Toch vind ik het wel jammer dat ik niet in een ploeg zit, want ik heb zelfs horen vertellen, dat sommige teams een soigneur, lees masseuse,  bij zich hebben. Lijkt me toch wel lekker. Na een goede nachtrust,  heb ik heerlijk mijn spekpannenkoeken opgegeten en kon ik na maanden geen koffie te hebben gedronken eindelijk weer eens genieten van twee bakken heerlijke sterke koffie. Dit geeft je echt een enorme kick. Ik had ook al 2 dagen achter elkaar macaroni gegeten, dus ik zat vol koolhydraten en vol pepspullen (koffie, nee geen epo). Van Anneke kreeg ik nog even te horen dat al de bidons (2) en de fles sportdrank  leeg moesten zijn. Dat ik mijn twee pakketjes pannenkoeken op moest hebben en dat ik mijn repen ook naar binnen moest werken.  Bovenaan zou ze klaar staan om het te controleren en om mij van nieuwe bidons etc. te voorzien. Om een uur of negen vertrokken we met een klein peloton naar Bourg d’Oison de startplaats. Alle stramme spieren werden in de 7 km. naar de start lekker los gereden. Het was lekker weer. Dus kon het eigenlijk niet fout gaan. We werden bij de start nog even geïnstrueerd door twee lieftallige dames. We zouden in groepen van  500 fietsers vertrekken voorafgegaan door de motards (motorrijders) Ook werd er nog even verteld dat je bij het dalen niet harder mocht dan 45 km. (Houd dat even in de gaten!) Natuurlijk wensten ze ons een hele prettige tocht.

-------------------------

*WAT JE MOET DOEN*.
- a) Vertaal alsjeblieft deze zin uit het fietsverslag naar het Engels: "Alle stramme spieren werden in de 7 km. naar de start lekker los gereden."
- b) Welke maximumsnelheid gold volgens het fietsverslag bij het dalen?

-------------------------

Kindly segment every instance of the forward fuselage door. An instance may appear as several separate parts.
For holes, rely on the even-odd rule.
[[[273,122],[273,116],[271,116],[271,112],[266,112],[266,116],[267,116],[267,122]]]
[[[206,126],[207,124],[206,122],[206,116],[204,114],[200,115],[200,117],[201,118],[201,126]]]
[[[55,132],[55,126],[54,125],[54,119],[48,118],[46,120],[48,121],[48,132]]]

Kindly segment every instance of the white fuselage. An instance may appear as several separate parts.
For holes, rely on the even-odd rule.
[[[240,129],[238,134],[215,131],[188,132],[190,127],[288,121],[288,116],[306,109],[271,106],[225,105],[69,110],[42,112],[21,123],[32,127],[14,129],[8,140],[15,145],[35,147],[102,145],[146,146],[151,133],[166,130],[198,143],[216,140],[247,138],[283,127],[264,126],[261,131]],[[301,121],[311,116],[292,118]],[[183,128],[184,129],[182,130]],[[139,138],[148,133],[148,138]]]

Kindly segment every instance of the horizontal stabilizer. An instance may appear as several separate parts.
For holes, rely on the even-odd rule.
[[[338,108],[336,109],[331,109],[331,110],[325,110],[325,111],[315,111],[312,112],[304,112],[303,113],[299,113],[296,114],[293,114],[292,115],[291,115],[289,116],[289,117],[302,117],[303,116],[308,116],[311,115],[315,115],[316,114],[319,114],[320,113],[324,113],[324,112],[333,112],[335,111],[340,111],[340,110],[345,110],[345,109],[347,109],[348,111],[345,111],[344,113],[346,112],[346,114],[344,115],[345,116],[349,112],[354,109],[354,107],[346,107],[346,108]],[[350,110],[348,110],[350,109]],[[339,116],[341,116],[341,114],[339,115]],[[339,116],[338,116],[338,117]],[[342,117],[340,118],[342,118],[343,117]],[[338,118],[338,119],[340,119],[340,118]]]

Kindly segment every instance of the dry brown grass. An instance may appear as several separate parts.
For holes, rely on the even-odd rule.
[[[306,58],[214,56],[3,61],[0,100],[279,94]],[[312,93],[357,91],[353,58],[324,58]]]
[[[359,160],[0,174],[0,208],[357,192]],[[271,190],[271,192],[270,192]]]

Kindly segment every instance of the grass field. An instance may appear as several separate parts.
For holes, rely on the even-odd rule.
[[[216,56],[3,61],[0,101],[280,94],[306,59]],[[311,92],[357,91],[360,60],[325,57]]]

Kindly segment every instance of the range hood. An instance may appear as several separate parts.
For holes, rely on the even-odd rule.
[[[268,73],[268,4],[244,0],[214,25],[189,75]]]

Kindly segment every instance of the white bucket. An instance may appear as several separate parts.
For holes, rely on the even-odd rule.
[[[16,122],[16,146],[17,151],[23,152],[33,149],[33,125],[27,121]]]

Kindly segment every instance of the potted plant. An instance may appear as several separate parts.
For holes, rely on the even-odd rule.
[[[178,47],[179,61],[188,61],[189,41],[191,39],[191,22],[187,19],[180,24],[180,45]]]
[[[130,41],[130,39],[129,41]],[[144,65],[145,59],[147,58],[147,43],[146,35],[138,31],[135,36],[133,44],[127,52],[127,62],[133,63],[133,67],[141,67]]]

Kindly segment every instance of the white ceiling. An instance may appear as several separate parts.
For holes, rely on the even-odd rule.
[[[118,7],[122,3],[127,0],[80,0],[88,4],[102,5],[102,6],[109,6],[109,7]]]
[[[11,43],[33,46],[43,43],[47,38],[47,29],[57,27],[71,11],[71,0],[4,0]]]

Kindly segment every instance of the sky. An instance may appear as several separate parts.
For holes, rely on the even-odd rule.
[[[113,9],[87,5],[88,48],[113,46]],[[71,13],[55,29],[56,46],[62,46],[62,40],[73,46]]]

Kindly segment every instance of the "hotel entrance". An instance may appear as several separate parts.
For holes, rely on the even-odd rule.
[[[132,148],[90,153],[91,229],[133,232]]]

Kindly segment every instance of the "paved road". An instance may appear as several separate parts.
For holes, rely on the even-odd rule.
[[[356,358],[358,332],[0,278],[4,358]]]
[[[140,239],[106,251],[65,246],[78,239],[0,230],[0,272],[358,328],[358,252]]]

-------------------------

*ANTWOORDEN PER OPDRACHT*.
- a) All the stiff muscles were nicely loosened up during the 7 km ride to the start.

- b) Bij het dalen mocht je niet harder dan 45 km.